───── Records for processing

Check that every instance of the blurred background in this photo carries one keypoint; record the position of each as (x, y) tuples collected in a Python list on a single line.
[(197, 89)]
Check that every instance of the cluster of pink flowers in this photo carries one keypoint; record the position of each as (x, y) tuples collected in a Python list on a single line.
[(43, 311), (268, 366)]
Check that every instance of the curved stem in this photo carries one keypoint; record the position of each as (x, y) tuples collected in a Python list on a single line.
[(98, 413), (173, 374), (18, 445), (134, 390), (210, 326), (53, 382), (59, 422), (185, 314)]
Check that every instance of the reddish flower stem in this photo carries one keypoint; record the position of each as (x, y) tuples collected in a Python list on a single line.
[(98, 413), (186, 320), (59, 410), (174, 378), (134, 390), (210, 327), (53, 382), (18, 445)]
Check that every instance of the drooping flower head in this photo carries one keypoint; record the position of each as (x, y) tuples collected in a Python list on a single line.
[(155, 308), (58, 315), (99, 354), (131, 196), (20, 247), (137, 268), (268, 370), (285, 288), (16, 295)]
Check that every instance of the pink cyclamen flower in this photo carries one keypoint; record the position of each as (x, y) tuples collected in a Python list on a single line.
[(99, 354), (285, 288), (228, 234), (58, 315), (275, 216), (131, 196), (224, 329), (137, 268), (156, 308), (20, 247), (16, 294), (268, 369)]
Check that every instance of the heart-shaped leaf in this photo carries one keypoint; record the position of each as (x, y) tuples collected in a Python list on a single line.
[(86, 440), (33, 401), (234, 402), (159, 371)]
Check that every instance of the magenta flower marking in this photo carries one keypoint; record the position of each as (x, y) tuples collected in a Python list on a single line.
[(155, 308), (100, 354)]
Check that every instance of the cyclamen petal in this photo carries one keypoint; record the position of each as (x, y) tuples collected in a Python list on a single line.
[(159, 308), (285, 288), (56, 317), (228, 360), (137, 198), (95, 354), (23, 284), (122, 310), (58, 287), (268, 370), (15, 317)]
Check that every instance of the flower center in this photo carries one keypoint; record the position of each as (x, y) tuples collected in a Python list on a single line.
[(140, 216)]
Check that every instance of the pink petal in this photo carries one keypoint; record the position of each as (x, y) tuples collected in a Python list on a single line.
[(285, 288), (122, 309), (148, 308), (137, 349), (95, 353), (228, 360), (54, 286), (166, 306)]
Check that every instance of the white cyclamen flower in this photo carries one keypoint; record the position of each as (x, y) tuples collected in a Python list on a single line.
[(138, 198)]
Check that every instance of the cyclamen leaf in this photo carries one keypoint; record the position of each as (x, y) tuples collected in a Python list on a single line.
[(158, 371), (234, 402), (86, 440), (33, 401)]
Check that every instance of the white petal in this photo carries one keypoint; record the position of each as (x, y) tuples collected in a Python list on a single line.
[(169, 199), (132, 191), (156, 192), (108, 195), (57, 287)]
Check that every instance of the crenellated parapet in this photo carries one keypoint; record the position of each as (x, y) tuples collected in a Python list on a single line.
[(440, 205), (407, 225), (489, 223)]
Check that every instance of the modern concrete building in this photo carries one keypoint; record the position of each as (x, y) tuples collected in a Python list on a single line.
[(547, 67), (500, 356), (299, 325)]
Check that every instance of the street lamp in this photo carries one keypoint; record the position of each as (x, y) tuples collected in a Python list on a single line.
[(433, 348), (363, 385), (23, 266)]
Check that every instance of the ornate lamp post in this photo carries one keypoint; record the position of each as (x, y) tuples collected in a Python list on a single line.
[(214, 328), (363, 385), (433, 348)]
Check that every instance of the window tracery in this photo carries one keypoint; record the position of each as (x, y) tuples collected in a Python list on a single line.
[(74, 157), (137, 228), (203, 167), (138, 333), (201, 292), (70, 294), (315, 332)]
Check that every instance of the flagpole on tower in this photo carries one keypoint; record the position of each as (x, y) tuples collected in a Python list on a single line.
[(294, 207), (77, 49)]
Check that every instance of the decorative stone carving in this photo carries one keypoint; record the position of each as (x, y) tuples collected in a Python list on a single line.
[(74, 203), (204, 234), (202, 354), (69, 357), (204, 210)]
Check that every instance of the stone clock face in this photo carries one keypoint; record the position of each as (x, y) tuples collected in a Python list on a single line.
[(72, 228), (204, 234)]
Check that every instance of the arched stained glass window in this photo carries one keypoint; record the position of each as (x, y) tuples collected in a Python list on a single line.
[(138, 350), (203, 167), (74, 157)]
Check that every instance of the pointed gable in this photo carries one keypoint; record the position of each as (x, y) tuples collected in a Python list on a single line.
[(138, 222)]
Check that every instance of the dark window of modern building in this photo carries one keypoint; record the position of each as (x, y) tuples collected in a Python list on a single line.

──────────

#### What is asked
Reproduce verbatim the lines of the entries above, beginning at the line that contains "Check that every instance of the ornate" and ending after the line that contains "[(214, 328), (363, 385), (433, 348)]".

#### Response
Check that every instance of the ornate lamp post in this photo carries one keypoint; record the position of each as (x, y) tuples collected in a Python list on a single line.
[(214, 328), (363, 385), (433, 348)]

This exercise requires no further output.